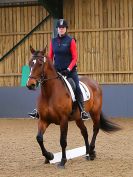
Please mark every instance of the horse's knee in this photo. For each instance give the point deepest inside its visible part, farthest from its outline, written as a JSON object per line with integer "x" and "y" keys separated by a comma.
{"x": 39, "y": 137}
{"x": 63, "y": 142}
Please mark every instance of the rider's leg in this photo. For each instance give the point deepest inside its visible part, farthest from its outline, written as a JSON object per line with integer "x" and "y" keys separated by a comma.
{"x": 79, "y": 98}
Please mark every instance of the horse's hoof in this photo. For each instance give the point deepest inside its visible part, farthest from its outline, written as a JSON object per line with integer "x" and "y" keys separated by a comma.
{"x": 92, "y": 155}
{"x": 87, "y": 157}
{"x": 62, "y": 163}
{"x": 46, "y": 161}
{"x": 50, "y": 156}
{"x": 59, "y": 165}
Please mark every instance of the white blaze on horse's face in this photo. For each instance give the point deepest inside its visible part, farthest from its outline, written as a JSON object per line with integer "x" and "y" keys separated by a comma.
{"x": 34, "y": 61}
{"x": 44, "y": 59}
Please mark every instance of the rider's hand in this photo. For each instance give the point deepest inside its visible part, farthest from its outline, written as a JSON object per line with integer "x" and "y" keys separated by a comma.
{"x": 65, "y": 72}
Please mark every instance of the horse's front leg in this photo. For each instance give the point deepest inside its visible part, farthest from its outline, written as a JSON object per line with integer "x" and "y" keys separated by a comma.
{"x": 63, "y": 141}
{"x": 84, "y": 133}
{"x": 41, "y": 129}
{"x": 96, "y": 120}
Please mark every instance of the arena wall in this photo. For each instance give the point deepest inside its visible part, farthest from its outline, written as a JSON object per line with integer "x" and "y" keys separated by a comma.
{"x": 103, "y": 30}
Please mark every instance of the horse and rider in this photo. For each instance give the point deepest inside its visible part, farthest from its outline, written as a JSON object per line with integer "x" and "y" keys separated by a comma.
{"x": 63, "y": 53}
{"x": 55, "y": 105}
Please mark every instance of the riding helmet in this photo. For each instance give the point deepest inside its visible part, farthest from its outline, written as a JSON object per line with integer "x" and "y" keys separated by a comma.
{"x": 61, "y": 23}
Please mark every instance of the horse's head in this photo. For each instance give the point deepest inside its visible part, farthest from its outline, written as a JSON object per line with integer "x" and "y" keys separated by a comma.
{"x": 36, "y": 65}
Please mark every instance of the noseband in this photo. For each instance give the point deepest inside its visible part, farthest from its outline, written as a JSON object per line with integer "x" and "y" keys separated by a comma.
{"x": 43, "y": 78}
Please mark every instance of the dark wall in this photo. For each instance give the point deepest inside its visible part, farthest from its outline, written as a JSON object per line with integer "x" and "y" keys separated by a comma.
{"x": 16, "y": 102}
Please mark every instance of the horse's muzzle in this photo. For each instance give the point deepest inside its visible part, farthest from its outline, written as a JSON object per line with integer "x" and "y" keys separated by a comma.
{"x": 31, "y": 87}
☆ ☆ ☆ ☆
Repeat only the lines from the one holding "Please mark every instance of the horse's front" through the last line of the data.

Please mark every instance of the horse's front leg in this photo. For each instance give the point deepest inside its visible part, farthest from its outline, written as a JSON object per line with integer "x" and "y" keys separated by a comma.
{"x": 63, "y": 141}
{"x": 84, "y": 133}
{"x": 41, "y": 129}
{"x": 96, "y": 120}
Please mark every instance of the arena wall in this photo. For each instance give the point deepest inside its visible part, farthest from its outline, written as a JSON object per line with integer "x" and "y" keys separated by a comma.
{"x": 103, "y": 30}
Please mark every instance of the horse and rider in this photo. For each instance give the point deepest inside its visible part, farthest from its outline, written as a JSON object per line with integer "x" and "y" keys separated by a comma.
{"x": 63, "y": 53}
{"x": 55, "y": 105}
Please mark every instance of the riding helmet in this photo. For each instance give the point deepest inside its visible part, farthest from its outline, written as a JSON object per line with integer "x" and "y" keys separated by a comma.
{"x": 61, "y": 23}
Please mark every instance of the horse's head in this photo. For each instance give the point deepest inside its visible part, farthest from its outline, written as a JSON object per line with integer "x" and "y" keys separated by a comma.
{"x": 36, "y": 65}
Please mark every instance of the noseband in this photo. For each instance give the point deepest inside its visible part, farthest from its outline, written as a JSON object per line with integer "x" and "y" keys separated by a comma.
{"x": 43, "y": 78}
Please mark every instance of the dark wall in this photo. For each instance give the point deepest inside its visible part, farthest from its outline, written as a JSON object per line with integer "x" and "y" keys separated by a comma.
{"x": 16, "y": 102}
Please mark every instance of the horse's muzzle in this photo. For each instance give the point deepest inside its visible part, farthest from its outline, written as a JSON object per line with integer "x" and "y" keys separated by a comma.
{"x": 31, "y": 87}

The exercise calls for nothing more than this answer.